WRITTEN TASK:
Could you pull out every line in the items below that contains the string "screen", copying each one? Matches must agree in case.

-- start --

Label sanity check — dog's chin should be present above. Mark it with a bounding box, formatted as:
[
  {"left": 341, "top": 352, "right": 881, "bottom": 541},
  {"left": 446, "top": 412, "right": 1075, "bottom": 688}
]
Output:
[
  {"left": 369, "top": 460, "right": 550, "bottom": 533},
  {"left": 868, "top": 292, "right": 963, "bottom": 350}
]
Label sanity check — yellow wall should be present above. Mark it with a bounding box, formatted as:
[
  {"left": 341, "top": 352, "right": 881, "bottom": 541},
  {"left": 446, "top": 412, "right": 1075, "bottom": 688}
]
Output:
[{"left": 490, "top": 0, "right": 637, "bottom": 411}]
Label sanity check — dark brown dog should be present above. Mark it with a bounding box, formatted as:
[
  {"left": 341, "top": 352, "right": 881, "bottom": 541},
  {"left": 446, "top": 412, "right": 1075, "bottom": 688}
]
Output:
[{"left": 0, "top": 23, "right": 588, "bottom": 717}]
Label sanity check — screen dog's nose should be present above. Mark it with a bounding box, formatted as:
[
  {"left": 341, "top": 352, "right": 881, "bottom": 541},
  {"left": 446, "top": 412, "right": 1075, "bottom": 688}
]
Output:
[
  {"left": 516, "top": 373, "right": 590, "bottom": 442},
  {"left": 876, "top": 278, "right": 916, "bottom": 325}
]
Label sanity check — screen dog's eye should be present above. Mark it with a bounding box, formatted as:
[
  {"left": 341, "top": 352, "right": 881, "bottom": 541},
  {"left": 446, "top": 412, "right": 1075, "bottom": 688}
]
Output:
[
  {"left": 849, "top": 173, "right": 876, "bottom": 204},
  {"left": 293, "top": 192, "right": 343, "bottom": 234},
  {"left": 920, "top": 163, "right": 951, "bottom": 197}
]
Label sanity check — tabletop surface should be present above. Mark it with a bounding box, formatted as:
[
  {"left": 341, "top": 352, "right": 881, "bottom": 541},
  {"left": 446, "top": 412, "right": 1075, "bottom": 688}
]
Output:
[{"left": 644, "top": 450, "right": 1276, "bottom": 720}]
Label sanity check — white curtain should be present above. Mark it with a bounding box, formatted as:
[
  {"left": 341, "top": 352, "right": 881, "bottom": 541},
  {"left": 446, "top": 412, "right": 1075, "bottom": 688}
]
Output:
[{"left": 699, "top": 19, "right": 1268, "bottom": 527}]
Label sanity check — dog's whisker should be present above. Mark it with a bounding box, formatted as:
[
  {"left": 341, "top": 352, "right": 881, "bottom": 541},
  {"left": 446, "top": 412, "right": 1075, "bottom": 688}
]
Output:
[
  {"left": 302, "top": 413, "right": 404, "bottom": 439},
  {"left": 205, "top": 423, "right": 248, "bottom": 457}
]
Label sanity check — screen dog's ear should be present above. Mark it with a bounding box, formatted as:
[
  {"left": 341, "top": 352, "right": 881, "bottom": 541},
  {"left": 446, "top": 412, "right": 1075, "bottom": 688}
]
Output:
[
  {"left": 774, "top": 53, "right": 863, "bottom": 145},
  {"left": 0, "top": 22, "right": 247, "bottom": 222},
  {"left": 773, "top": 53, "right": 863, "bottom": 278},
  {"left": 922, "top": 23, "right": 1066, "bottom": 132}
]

-- end --

EXPECTED OUTPUT:
Label sanity check — screen dog's nose should be present above. Mark it with a bounding box, formatted as:
Label sanity check — screen dog's eye should be present above. Mark it with a bounding box, formatted as:
Label sanity check — screen dog's ear should be present above. Mark it with a bounding box, formatted as:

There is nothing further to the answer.